Short exercise:
Can you rewrite all of the data below as a two-column CSV with the headers input and output? Each row should hold one text in a quoted input field and its answer in a quoted output field, with line breaks turned into spaces and the pictures left out.

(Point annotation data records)
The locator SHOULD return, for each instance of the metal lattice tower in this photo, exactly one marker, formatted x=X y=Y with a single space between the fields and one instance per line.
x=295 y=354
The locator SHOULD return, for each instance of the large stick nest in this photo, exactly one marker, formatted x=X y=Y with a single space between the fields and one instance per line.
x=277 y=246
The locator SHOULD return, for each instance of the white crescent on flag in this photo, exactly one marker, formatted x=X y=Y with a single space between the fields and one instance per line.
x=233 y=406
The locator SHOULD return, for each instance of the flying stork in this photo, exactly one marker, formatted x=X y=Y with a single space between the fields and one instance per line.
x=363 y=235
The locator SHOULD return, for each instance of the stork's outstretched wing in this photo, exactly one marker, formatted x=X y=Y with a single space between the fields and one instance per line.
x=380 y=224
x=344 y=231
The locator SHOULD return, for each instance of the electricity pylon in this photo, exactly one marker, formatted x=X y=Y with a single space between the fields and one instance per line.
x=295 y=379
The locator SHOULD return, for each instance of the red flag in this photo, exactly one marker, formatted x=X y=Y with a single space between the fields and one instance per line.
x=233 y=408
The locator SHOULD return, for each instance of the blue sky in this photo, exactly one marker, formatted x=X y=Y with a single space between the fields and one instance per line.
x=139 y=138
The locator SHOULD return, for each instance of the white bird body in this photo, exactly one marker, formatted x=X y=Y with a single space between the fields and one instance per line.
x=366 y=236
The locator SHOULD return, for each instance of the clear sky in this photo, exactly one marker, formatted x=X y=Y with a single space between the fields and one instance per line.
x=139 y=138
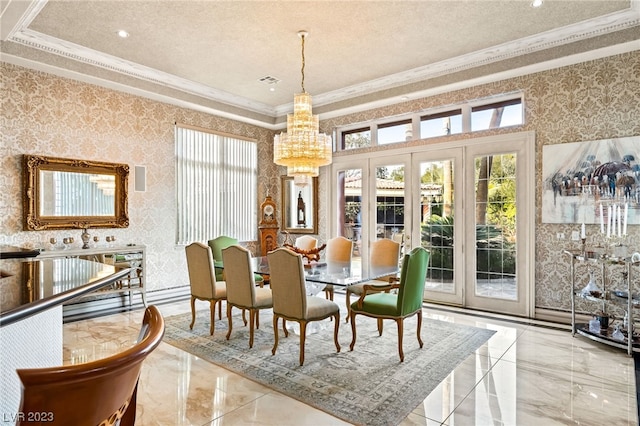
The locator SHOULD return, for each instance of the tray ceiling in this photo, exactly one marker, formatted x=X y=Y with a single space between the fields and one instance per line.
x=212 y=55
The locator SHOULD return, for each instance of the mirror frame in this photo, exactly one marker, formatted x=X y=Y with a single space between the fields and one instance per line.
x=287 y=184
x=34 y=221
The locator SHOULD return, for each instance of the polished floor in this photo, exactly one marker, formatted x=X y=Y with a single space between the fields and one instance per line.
x=525 y=374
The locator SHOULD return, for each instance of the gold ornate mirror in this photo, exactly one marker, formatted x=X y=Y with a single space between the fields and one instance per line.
x=63 y=193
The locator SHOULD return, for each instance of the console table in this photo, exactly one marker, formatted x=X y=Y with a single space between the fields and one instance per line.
x=128 y=256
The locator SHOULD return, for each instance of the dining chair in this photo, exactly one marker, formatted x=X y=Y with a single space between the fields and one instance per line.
x=100 y=392
x=217 y=245
x=202 y=280
x=306 y=242
x=241 y=288
x=383 y=256
x=396 y=306
x=290 y=300
x=338 y=255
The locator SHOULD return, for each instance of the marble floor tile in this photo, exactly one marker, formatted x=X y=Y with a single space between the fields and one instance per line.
x=524 y=375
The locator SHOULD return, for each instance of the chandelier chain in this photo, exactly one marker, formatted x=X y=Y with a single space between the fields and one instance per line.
x=302 y=69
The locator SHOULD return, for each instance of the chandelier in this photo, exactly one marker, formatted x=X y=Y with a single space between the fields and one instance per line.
x=303 y=149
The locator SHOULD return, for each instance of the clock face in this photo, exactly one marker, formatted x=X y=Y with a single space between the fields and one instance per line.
x=267 y=212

Result of this task:
input,output
"The locator SHOULD return, for each instance of the metal lattice tower in this photo, exactly one marker, formatted x=X y=Y with a single space between the fields and one instance per line.","x=295 y=354"
"The locator SHOULD return, for each instance of the large stick nest in this photo, exactly one marker, formatted x=X y=Y with a single space between the fields and one instance per line.","x=277 y=246"
"The locator SHOULD return, for each instance of the white crescent on flag in this photo, exactly one marker, formatted x=X y=Y with a single space between the fields and one instance per line.","x=233 y=406"
"The locator SHOULD return, for each instance of the flying stork in this photo, exactly one marker, formatted x=X y=Y with a single space between the fields and one instance per line.","x=363 y=235"
"The locator SHOULD return, for each instance of the stork's outstretched wing in this photo, exactly one marker, formatted x=X y=Y with a single space between the fields and one instance per line.","x=380 y=224 x=344 y=231"
"The locator SHOULD return, for each instance of the electricity pylon in this photo, exactly one marker, formatted x=X y=Y with a single space between the fields and one instance per line.","x=295 y=379"
"The locator SHOULD return, for each instance of the red flag in this photo, exactly one marker, formatted x=X y=Y with a single space between the fields and one instance per line.","x=233 y=408"
"The locator SHOULD return, for each instance of the blue sky in this photo, exactly one marker, formatted x=X y=Y with a single space between the fields and one instance per line.","x=139 y=138"
"The locator SHOULD return, for each instance of the white bird body in this photo, exactly one marker, formatted x=X y=Y with a single space between the fields and one instance per line.","x=366 y=236"
"The locator SHOULD return, for each instance of the clear sky in this photo, exactly one marker, formatted x=X y=Y with a single space between the fields and one instance per line.","x=139 y=138"
"The locator SHOULD return, for each instance of the tray ceiling in this photo, exactly one marker, formatted x=X y=Y with a single space between the fields and one instance per line.","x=212 y=55"
"The locator SHOULD return, for each instance of the mirror frame in this photo, exactly one marker, formatted x=X y=Y with a single space between the fields and one instance per line.","x=287 y=184 x=34 y=221"
"The locator SHOULD return, for each instance of the polished floor in this photo, exactly one marker, formatted x=X y=Y with a single space between the fields and one instance per line.","x=525 y=374"
"The locator SHOULD return, for each instance of the gold ornate mirror in this photo, exactly one marker, formatted x=X y=Y with a single space between the fields and one instance per line.","x=63 y=193"
"The locator SHOULD return, for each instance of the console table in this photo, exactly one marker, formatted x=X y=Y with a single space between the fields and one instance per line.","x=128 y=256"
"The locator SHOULD return, for each instance of the dining chair in this photo, exactly one marker, formatted x=X y=Y with a single space between the fields and one instance per line.","x=100 y=392 x=217 y=245 x=202 y=280 x=306 y=242 x=241 y=288 x=383 y=256 x=396 y=306 x=290 y=300 x=338 y=255"
"The locator SHOULD return, for each instance of the marble floor tile in this photo, exactly one marker, formatted x=X y=Y with a single space between the fields and one instance per line.","x=524 y=375"
"The locator SHOULD return, for each instance of the chandelier chain in this photo, exactly one marker, formatted x=X y=Y with a single space between the fields and one instance per line.","x=302 y=69"
"The locator SHOULD return, for each instance of the chandelier in this photo, exactly one marker, formatted x=X y=Y with a single space between the fields and one instance per line.","x=303 y=149"
"The locator SHOULD return, for each instance of the clock face in this photo, exactly one marker, formatted x=X y=Y with a single space between the fields and one instance per line.","x=267 y=212"